▶ **Given text**:
==================================================

This isn't the first time Carlyle has said goodbye to staff. In 2019, Zeina Bain, one of the fund's most senior investment executives in Europe, left after a spate of poor investments, including the 2013 purchase of minicab firm Addison Lee. However, Carlyle's recent history has been one of hiring and growth. Between 2019 and 2023, headcount at the firm rise 24%, to 2,200 people.

"Most funds try to be very discreet when making cuts to their teams," says Charlie Hunt, director of the UK at search firm PER in London. "This isn't the sort of industry where firms cuts x% of their teams each year... Staff exits tend to be managed discreetly with the aim of amicable departures."

Carlyle's cuts are being led by an ex-Goldmanite on the prestigious pathway, even if he didn't go the usual route of a few years in M&A followed by a move to private equity as an associate. Instead, Carlyle's new CEO, Harvey Schwartz, spent 26 years at Goldman, firstly in commodities sales, then running the trading business, then as CFO, then as co-president. Schwartz only left Goldman after David Solomon beat him to the CEO job there; he joined Carlyle in February 2023. 

Goldman Sachs has a long history of culling underperformers, and Schwartz is a known bruiser. After speaking to people who'd worked with him at Goldman, the Financial Times described Schwartz in February as a "streetfighter" who's quick to sideline people who aren't doing well. This is the approach he's bringing to Carlyle, and it appears to be shared by John Redett, Carlyle's new CFO, an insider promoted into the role by Schwartz in June. Speaking to investors last week, Redett said there's "no such thing as a sacred expense" as Carlyle looks to cut costs under its new management team. Schwartz confirmed this. "There's nothing sacred," he reiterated. "We're going to be exceptionally disciplined."

==================================================

▶ **Dataset excerpt**:
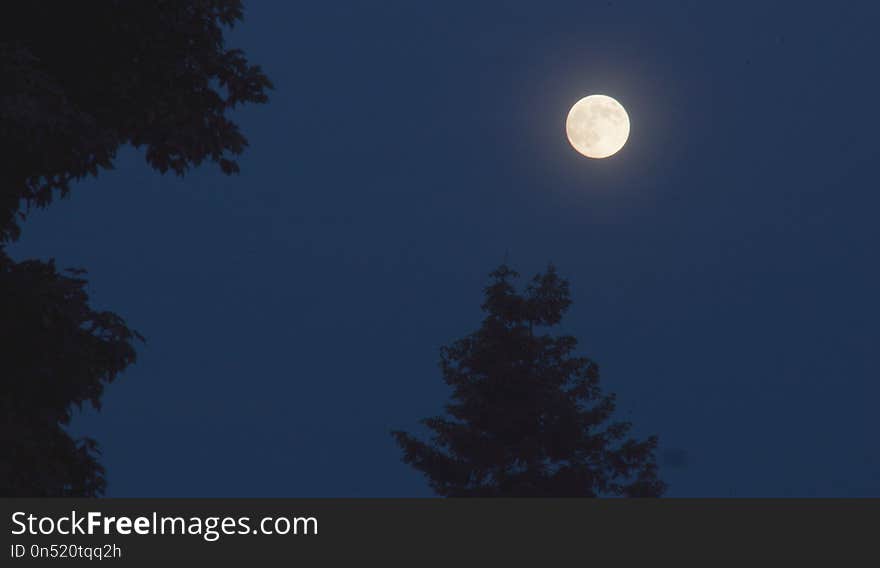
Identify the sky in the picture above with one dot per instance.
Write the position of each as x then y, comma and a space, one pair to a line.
722, 265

==================================================

▶ **Work instructions**: Print the passage of the Carlyle staff-cuts text between "Carlyle's cuts are" and "in February 2023.", inclusive, with no changes to its wording.

▶ **Result of this task**:
Carlyle's cuts are being led by an ex-Goldmanite on the prestigious pathway, even if he didn't go the usual route of a few years in M&A followed by a move to private equity as an associate. Instead, Carlyle's new CEO, Harvey Schwartz, spent 26 years at Goldman, firstly in commodities sales, then running the trading business, then as CFO, then as co-president. Schwartz only left Goldman after David Solomon beat him to the CEO job there; he joined Carlyle in February 2023.